[Begin]

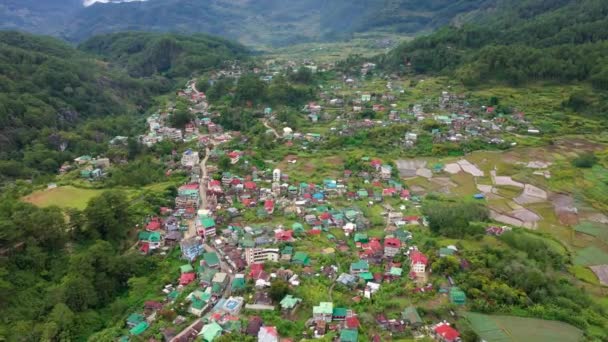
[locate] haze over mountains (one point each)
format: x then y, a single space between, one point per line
259 22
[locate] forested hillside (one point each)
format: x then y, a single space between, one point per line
519 41
270 22
57 102
146 54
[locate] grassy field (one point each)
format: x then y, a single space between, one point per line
511 328
63 197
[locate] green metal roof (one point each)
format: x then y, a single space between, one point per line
211 331
324 308
211 259
339 312
410 314
186 268
238 284
301 258
139 329
289 302
396 271
347 335
207 222
367 276
360 265
135 319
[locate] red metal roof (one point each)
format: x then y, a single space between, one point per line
418 258
447 332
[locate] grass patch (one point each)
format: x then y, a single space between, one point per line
584 274
590 256
511 328
63 197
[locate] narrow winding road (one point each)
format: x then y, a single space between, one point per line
276 134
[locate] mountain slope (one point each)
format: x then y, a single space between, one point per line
517 41
270 22
145 54
46 17
57 101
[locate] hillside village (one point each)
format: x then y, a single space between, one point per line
258 245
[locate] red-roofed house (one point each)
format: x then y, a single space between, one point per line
389 192
445 333
269 206
376 163
256 269
391 247
154 224
418 262
372 248
250 185
268 334
284 235
352 323
412 219
234 157
186 278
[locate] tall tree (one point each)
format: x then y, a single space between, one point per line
108 215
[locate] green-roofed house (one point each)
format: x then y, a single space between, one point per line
187 268
211 331
287 253
396 272
359 267
457 296
324 311
339 314
199 301
211 260
361 237
206 226
301 258
298 228
134 319
139 329
347 335
410 316
238 284
367 276
445 251
289 303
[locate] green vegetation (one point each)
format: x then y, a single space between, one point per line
514 45
510 328
145 54
63 197
59 103
58 281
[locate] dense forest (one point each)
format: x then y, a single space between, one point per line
61 274
145 54
57 102
261 22
518 42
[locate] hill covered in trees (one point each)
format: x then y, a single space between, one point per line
517 42
146 54
259 22
57 102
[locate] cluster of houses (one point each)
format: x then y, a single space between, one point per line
89 168
230 265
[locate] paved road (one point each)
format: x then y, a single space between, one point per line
204 179
276 134
224 267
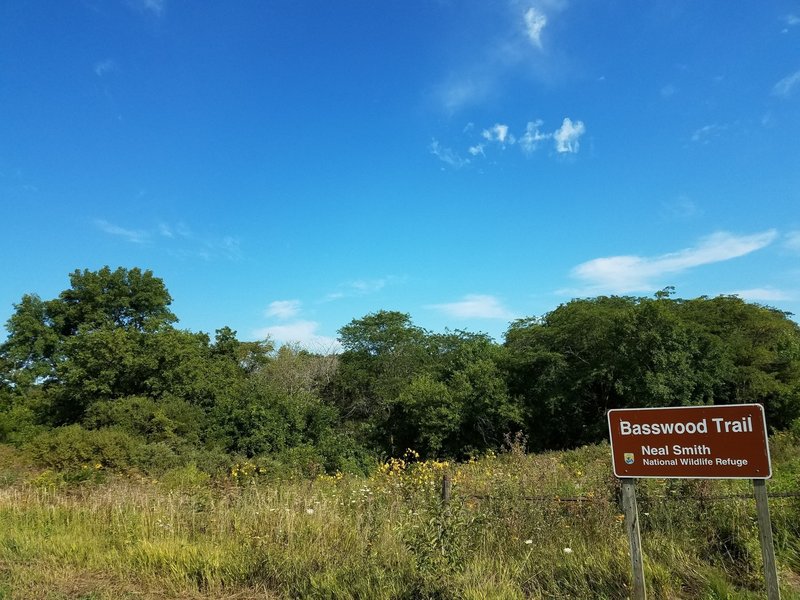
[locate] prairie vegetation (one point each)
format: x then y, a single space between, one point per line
139 460
517 526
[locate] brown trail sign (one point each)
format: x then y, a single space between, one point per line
709 442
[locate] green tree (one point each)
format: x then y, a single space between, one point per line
383 352
589 356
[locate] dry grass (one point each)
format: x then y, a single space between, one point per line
507 533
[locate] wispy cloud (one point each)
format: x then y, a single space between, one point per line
283 309
567 136
131 235
305 333
566 139
786 86
535 22
792 241
177 240
680 208
498 133
104 67
707 132
475 306
363 287
154 7
530 140
767 294
624 274
510 42
447 155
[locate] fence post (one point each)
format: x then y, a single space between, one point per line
634 537
447 486
765 537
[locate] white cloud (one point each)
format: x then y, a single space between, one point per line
304 333
104 67
624 274
498 133
705 133
535 22
475 306
447 156
680 208
369 286
567 135
792 241
283 309
178 241
529 140
457 93
131 235
785 87
762 294
153 6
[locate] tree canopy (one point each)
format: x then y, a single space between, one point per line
104 359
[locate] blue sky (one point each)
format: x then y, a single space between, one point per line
289 166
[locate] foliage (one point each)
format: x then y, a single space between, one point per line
105 355
508 531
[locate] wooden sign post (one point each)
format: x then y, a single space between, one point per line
700 442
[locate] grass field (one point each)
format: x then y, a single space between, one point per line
517 526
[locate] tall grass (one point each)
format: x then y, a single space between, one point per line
517 526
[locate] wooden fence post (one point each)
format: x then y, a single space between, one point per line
765 537
634 537
447 486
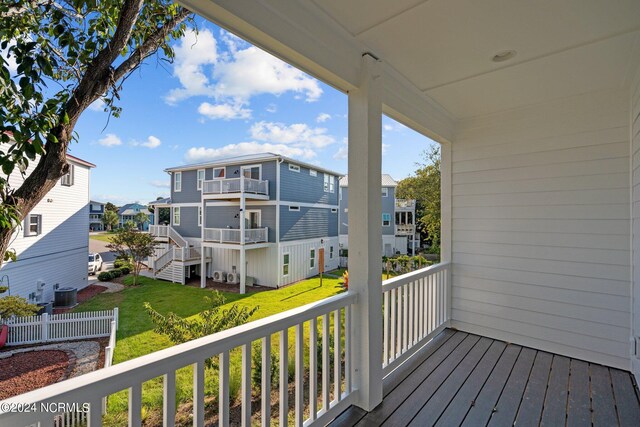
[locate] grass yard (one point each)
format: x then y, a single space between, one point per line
136 336
103 237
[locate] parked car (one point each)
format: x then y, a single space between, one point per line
95 263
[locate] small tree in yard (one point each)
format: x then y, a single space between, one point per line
15 306
134 244
180 330
109 219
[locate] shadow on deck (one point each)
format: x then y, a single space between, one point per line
465 379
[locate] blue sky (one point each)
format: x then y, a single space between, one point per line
221 97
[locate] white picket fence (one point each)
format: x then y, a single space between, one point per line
60 327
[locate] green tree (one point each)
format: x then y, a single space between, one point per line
424 187
69 54
109 219
180 330
137 246
13 305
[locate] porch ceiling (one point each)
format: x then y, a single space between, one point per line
445 47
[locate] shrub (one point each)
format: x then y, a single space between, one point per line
105 276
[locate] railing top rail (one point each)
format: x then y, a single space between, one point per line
403 279
121 376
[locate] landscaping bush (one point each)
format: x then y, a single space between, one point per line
105 276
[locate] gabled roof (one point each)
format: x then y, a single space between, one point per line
386 181
248 159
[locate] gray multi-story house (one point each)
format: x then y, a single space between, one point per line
398 219
258 219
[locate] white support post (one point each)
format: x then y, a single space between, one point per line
243 263
365 233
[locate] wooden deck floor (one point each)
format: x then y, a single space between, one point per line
465 379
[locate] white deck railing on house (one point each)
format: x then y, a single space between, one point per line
416 307
232 235
59 327
334 392
235 185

[End]

Rewrite all of the material above as a numbered list, skipping blank lines and leaving the pictures out of your answer.

1. [locate] haze over mountains (one point each)
2. format: x then y, a single space between, one point per line
3. 259 22
4. [locate] forested hillside (one point each)
5. format: x then y, a single space between, one point per line
6. 519 41
7. 270 22
8. 57 102
9. 146 54
10. [locate] grassy field (one point each)
11. format: x then y, a single space between, one point per line
12. 511 328
13. 63 197
14. [locate] green metal roof (one point each)
15. format: x then y, a single space between, one point per line
16. 211 331
17. 324 308
18. 211 259
19. 339 312
20. 410 314
21. 186 268
22. 238 284
23. 301 258
24. 139 329
25. 289 302
26. 396 271
27. 347 335
28. 207 222
29. 367 276
30. 360 265
31. 135 319
32. [locate] red metal roof (one point each)
33. format: x then y, a single space between, one point per line
34. 418 258
35. 447 332
36. [locate] grass patch (one point each)
37. format: x then y, a single space between, one point per line
38. 584 274
39. 590 256
40. 511 328
41. 63 197
42. [locate] narrow winding road (one point each)
43. format: x then y, a single space between, one point per line
44. 276 134
45. [locate] mountain slope (one point each)
46. format: x then y, a single space between, one point per line
47. 517 41
48. 270 22
49. 145 54
50. 46 17
51. 57 101
52. [locate] hillside village (one point each)
53. format: x then y, a single space between, one point per line
54. 258 245
55. [locate] red-roofed house (one point each)
56. format: x then y, a single space between, one point per line
57. 389 192
58. 445 333
59. 269 206
60. 376 163
61. 256 269
62. 391 247
63. 154 224
64. 418 262
65. 372 248
66. 250 185
67. 268 334
68. 284 235
69. 352 323
70. 412 219
71. 234 157
72. 186 278
73. [locate] tall tree (one point each)
74. format: x then y, a single space between, one point per line
75. 108 215
76. [locate] green-roofed house (one point each)
77. format: x then y, a single space between, one point per line
78. 187 268
79. 211 331
80. 287 253
81. 396 272
82. 359 267
83. 457 296
84. 324 311
85. 339 314
86. 199 301
87. 211 260
88. 361 237
89. 206 226
90. 301 258
91. 298 228
92. 134 319
93. 139 329
94. 347 335
95. 410 316
96. 238 284
97. 367 276
98. 445 251
99. 289 303
100. [locate] green vegetation (one point each)
101. format: x then y, a single space between, one point per line
102. 514 45
103. 510 328
104. 145 54
105. 63 197
106. 59 103
107. 58 281
108. [locate] dense forest (one point each)
109. format: x then y, a single space between, one point per line
110. 61 274
111. 145 54
112. 57 102
113. 261 22
114. 518 42
115. [locate] hill covered in trees (one point each)
116. format: x then y, a single space between, one point per line
117. 517 42
118. 146 54
119. 259 22
120. 57 102
121. [locate] cluster of houses (one point each)
122. format: x then y, a single space between, one point per line
123. 89 168
124. 230 265
125. [locate] paved road (one point each)
126. format: x then y, a single space between, one point per line
127. 204 179
128. 276 134
129. 224 267
130. [locate] prairie vegetation (one point each)
131. format: x then y, a single space between, one point per line
132. 139 460
133. 517 526
134. [locate] brown trail sign (one point each)
135. format: x then y, a single space between, one point per line
136. 709 442
137. [locate] green tree (one point each)
138. format: x then y, a single space between, one point per line
139. 383 352
140. 589 356
141. [locate] dry grass (one point each)
142. format: x then y, a single space between, one point per line
143. 507 533
144. [locate] wispy cloud (one point each)
145. format: x then y, a single space between, one point per line
146. 283 309
147. 567 136
148. 131 235
149. 305 333
150. 566 139
151. 786 86
152. 535 22
153. 792 241
154. 177 240
155. 680 208
156. 498 133
157. 104 67
158. 707 132
159. 475 306
160. 363 287
161. 154 7
162. 530 140
163. 767 294
164. 624 274
165. 510 42
166. 447 155
167. [locate] fence post (one point each)
168. format: x then y, a single space between, one point per line
169. 634 537
170. 447 486
171. 765 537
172. [locate] white cloud (one point each)
173. format: x then y, a single space between, one point per line
174. 304 333
175. 104 67
176. 624 274
177. 498 133
178. 705 133
179. 535 22
180. 475 306
181. 447 156
182. 680 208
183. 369 286
184. 567 135
185. 792 241
186. 283 309
187. 178 241
188. 529 140
189. 457 93
190. 131 235
191. 785 87
192. 762 294
193. 153 6
194. [locate] tree canopy (one point each)
195. format: x then y, a single space between, one point per line
196. 104 359
197. [locate] blue sky (one point each)
198. format: x then y, a single space between, one point per line
199. 289 166
200. [locate] foliage (one point each)
201. format: x then y, a single space between, one point per line
202. 105 355
203. 508 531
204. [locate] wooden sign post (one point each)
205. format: x then y, a single space between, one point per line
206. 700 442
207. [locate] grass field (one point each)
208. format: x then y, a single space between, one point per line
209. 517 526
210. [locate] tall grass (one point each)
211. format: x then y, a single space between, one point per line
212. 517 526
213. [locate] wooden fence post (one point each)
214. format: x then y, a single space between, one point per line
215. 765 537
216. 634 537
217. 447 486
218. [locate] grass yard (one point each)
219. format: x then y, a single space between, one point per line
220. 136 336
221. 103 237
222. [locate] parked car (one point each)
223. format: x then y, a single space between, one point per line
224. 95 263
225. [locate] small tree in yard (one point each)
226. format: x then y, a single space between, one point per line
227. 15 306
228. 134 244
229. 180 330
230. 109 219
231. [locate] shadow on deck (one point each)
232. format: x then y, a single space between, one point per line
233. 465 379
234. [locate] blue sky (one point each)
235. format: x then y, a single space between, one point per line
236. 221 97
237. [locate] white picket fence (one point each)
238. format: x then y, a single space between, one point per line
239. 60 327
240. [locate] green tree (one point each)
241. format: x then y, a single space between, one point per line
242. 424 187
243. 69 54
244. 109 219
245. 180 330
246. 137 246
247. 13 305
248. [locate] porch ceiling (one point each)
249. format: x then y, a single space between, one point per line
250. 445 47
251. [locate] shrub (one point each)
252. format: x then y, a single space between, one point per line
253. 105 276
254. [locate] railing top rail (one point each)
255. format: x then y, a single space between, one point per line
256. 403 279
257. 121 376
258. [locate] landscaping bush (one point each)
259. format: x then y, a single space between, one point per line
260. 105 276
261. [locate] gabled roof (one point each)
262. format: x then y, a single space between, one point per line
263. 386 181
264. 248 159
265. [locate] gray multi-story house (one point each)
266. format: x then y, a single space between, one point per line
267. 398 219
268. 258 219
269. [locate] white support post (one point each)
270. format: x then y, a single space between, one point per line
271. 243 263
272. 365 233
273. [locate] wooden deck floor (one point each)
274. format: x then y, a single space between, one point per line
275. 465 379
276. [locate] white deck railing on house (one point each)
277. format: x then y, a single space between, one point per line
278. 416 307
279. 232 235
280. 59 327
281. 334 392
282. 235 185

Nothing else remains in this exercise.